* _EXERCISE PROMPT_
Return the entries in their entirety, precisely as given.

◆ ◆ ◆ ◆ ◆

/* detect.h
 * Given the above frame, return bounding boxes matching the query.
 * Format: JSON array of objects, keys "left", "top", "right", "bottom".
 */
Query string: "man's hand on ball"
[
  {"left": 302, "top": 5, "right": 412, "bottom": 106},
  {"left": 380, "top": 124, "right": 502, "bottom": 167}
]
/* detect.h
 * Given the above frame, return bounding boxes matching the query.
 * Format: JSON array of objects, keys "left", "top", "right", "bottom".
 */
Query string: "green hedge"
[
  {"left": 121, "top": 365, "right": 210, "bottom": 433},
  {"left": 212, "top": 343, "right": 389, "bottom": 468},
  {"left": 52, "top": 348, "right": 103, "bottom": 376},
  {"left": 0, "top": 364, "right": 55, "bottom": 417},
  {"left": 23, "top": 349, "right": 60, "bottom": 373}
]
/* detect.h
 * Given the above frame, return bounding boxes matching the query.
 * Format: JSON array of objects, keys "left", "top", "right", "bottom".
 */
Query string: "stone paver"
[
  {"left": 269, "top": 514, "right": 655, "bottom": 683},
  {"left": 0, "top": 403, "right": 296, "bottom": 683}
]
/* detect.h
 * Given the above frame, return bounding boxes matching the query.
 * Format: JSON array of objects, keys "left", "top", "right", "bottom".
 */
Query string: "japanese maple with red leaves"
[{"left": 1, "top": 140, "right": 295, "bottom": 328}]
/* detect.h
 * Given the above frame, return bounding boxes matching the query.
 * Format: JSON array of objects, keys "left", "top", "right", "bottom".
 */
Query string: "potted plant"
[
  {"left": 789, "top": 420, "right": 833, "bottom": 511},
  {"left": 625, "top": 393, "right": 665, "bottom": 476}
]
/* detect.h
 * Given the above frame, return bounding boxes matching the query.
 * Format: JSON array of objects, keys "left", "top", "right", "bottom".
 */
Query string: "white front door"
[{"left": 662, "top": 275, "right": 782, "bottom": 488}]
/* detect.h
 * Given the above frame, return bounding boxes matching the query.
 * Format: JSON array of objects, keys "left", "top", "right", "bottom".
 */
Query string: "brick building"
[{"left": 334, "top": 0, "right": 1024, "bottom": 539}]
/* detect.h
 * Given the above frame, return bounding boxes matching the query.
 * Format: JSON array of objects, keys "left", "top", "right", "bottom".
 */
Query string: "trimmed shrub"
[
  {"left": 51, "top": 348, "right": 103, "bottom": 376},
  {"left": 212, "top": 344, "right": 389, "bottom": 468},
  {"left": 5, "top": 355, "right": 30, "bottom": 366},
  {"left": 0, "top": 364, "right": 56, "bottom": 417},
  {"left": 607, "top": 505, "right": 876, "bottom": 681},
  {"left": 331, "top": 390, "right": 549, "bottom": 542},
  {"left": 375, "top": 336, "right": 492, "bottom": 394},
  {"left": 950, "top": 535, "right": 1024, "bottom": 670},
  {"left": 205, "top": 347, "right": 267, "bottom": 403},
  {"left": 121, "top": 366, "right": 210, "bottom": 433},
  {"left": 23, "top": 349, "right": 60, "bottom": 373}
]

◆ ◆ ◆ ◆ ◆

* _RESPONSE_
/* detect.h
 * Given the above frame, return bounding boxes matching the query.
 * Format: JSON array of objects, keys "left", "top", "right", "bottom".
 */
Query string: "man's hand on ball"
[
  {"left": 302, "top": 5, "right": 412, "bottom": 106},
  {"left": 380, "top": 124, "right": 502, "bottom": 167}
]
/* detect.h
 * Given the above frame, return bounding boxes matching the query.
 * Format: JSON array of objects, keys "left", "top", "right", "bottom".
 */
Query string: "green hedge"
[
  {"left": 121, "top": 365, "right": 210, "bottom": 433},
  {"left": 212, "top": 343, "right": 389, "bottom": 468},
  {"left": 52, "top": 348, "right": 103, "bottom": 376},
  {"left": 0, "top": 364, "right": 55, "bottom": 417},
  {"left": 23, "top": 349, "right": 60, "bottom": 373}
]
/* detect.h
 * Given the above frame, return bounding boxes matching the query.
 * Format: JSON array of objects, keys "left", "top", "right", "bottom".
 */
Query string: "stone paver"
[
  {"left": 269, "top": 514, "right": 655, "bottom": 683},
  {"left": 0, "top": 403, "right": 296, "bottom": 683}
]
/* detect.h
 * Given the above frame, return bounding boxes matching the query.
 * Format: JSON array of objects, keys "left", "top", "right", "bottom".
 */
Query string: "japanese maple with red leaves"
[{"left": 1, "top": 140, "right": 295, "bottom": 328}]
/* detect.h
 * Given the above frame, return bounding boxes matching the query.
 * Format: JSON array of objects, keys "left", "top", "right", "bottom".
 */
Query string: "potted plant"
[
  {"left": 789, "top": 420, "right": 833, "bottom": 511},
  {"left": 625, "top": 393, "right": 665, "bottom": 476}
]
/* detect.h
 * Given the above frame, return bounding boxes matching the query.
 * Format: JSON array of objects, keys "left", "top", "right", "bottom".
 */
Query string: "white front door"
[{"left": 662, "top": 275, "right": 782, "bottom": 488}]
/* detect.h
 * Given the above frame, return bounding boxes matching the query.
 * Format: JSON array of objects, keys "left", "top", "right", "bottom".
 */
Query string: "brick building"
[{"left": 334, "top": 0, "right": 1024, "bottom": 539}]
/* detect.h
 * Given the above frame, return bounding boxes matching the query.
 * Format: JSON array of objects, keys "left", "top", "right", "bottom".
 */
Query string: "trimmed shrub"
[
  {"left": 51, "top": 348, "right": 103, "bottom": 376},
  {"left": 212, "top": 344, "right": 389, "bottom": 468},
  {"left": 5, "top": 355, "right": 30, "bottom": 366},
  {"left": 0, "top": 364, "right": 56, "bottom": 417},
  {"left": 607, "top": 505, "right": 876, "bottom": 681},
  {"left": 331, "top": 390, "right": 549, "bottom": 542},
  {"left": 375, "top": 336, "right": 492, "bottom": 394},
  {"left": 950, "top": 535, "right": 1024, "bottom": 670},
  {"left": 205, "top": 347, "right": 267, "bottom": 403},
  {"left": 121, "top": 366, "right": 210, "bottom": 433},
  {"left": 23, "top": 349, "right": 60, "bottom": 373}
]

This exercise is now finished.